● Tasks to perform
(A) According to the blog post, why does the writer call the uncle the "black sheep" of the family?
(B) List every relative of the writer named in the blog post.
(C) Which Bible passage does the blog post cite as describing a virtuous wife?
----- Source text
Goodbye 2006.... Welcome 2007....
Monday, December 25, 2006
Thursday, November 23, 2006
God let me be your light to shine through darkness
Cause your light to shine on me Lord so they will see you in me
God let me be your heart to feel the hurting
When there is need arises i will touch them with your healing
Let me be an instrument of your love to reach out
in this cold world where all hatred and strife is all about
God let it be me as i obey your call
Little by little even it pains to surrender to give you my all
You have been my help and strength in times of troubles
You are the one i call upon when i thought my life is over
And with what i have i will give it back to you for your use
because of the love i have for u i will render it back all to you
Tuesday, November 21, 2006
I was at home the whole day... counting my cost deciding which company to be in.. so i was mending my own business and my god mum came down today to bring food for my granny. Yes tonight, im going to write about her...
Since young growing up in my granny's house, i always heard many good report about her, how she is so fillial to the elders and how good she is and she has always been an example for all of us to follow... she works hard without complaining... a typical virtuous wife that you can find in the bible Proverbs 31
Though she is a good woman and deserves a man to love her whole heartedly but life is always so full of twist and turn... we expect good woman will end up marrying a good man, but its always the other way round..
My uncle has not been a faithful man to her for many years and he is a hard core gambler i should say he is the 'black sheep' in the family... everytime things started and happen bcos of him. Throughout my growing up years, i witness many unpleasant things.
Years past, by God's grace, i was the first christian in my family, i recalled at that time when God touched my world from that moment i knew life took a new turn then follow by my sister but now she is far from God. And later on i witness to my cousin Dave which is my godmum's son. What the bible say is so true.. if one is saved, eventually the whole household will be saved..
My cousin witness to my godmum, eventually thank God she gave her heart to HIM. I can see that dramatic change in my godmum when God came into her heart.. she was so changed and she threw away all her idols that she has worship all her life! Suddenly i thought i saw a new woman :) a woman full of strength and so much peace within her.. she is no longer the sad face lady full of life toil on her face, infact she is glowing with God's love.
----------
----- Stored rows
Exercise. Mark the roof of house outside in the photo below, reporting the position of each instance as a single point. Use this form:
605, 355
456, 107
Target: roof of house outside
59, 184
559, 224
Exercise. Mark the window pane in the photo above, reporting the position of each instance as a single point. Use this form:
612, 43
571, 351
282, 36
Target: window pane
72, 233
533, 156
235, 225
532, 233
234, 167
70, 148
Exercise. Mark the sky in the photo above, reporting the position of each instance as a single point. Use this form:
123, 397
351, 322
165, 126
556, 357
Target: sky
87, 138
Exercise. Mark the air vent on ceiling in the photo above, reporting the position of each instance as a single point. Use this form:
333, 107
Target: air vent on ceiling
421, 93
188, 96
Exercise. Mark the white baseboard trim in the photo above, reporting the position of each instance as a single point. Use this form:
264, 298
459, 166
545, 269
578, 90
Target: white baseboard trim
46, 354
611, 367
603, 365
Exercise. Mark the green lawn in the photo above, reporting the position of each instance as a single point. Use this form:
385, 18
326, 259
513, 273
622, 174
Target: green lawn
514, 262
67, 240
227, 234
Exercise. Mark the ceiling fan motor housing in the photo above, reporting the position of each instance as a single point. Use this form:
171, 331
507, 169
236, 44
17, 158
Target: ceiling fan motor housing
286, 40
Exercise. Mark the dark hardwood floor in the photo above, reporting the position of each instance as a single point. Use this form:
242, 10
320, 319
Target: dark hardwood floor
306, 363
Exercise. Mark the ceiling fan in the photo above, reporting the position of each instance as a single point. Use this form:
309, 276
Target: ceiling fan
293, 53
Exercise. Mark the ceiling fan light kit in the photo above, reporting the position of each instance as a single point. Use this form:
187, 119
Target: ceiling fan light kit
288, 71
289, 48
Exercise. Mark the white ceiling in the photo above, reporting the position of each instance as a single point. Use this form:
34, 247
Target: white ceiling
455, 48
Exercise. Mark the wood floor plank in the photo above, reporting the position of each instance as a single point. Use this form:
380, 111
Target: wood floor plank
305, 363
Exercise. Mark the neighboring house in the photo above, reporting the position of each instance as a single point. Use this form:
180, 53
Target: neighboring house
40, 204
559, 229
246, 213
----------
● Answers per task
(A) He had not been faithful to the godmother for many years and was a hard-core gambler. The writer also says that things always started and happened because of him.

(B)
- Granny
- Godmother
- Uncle
- Sister
- Cousin Dave

(C) Proverbs 31.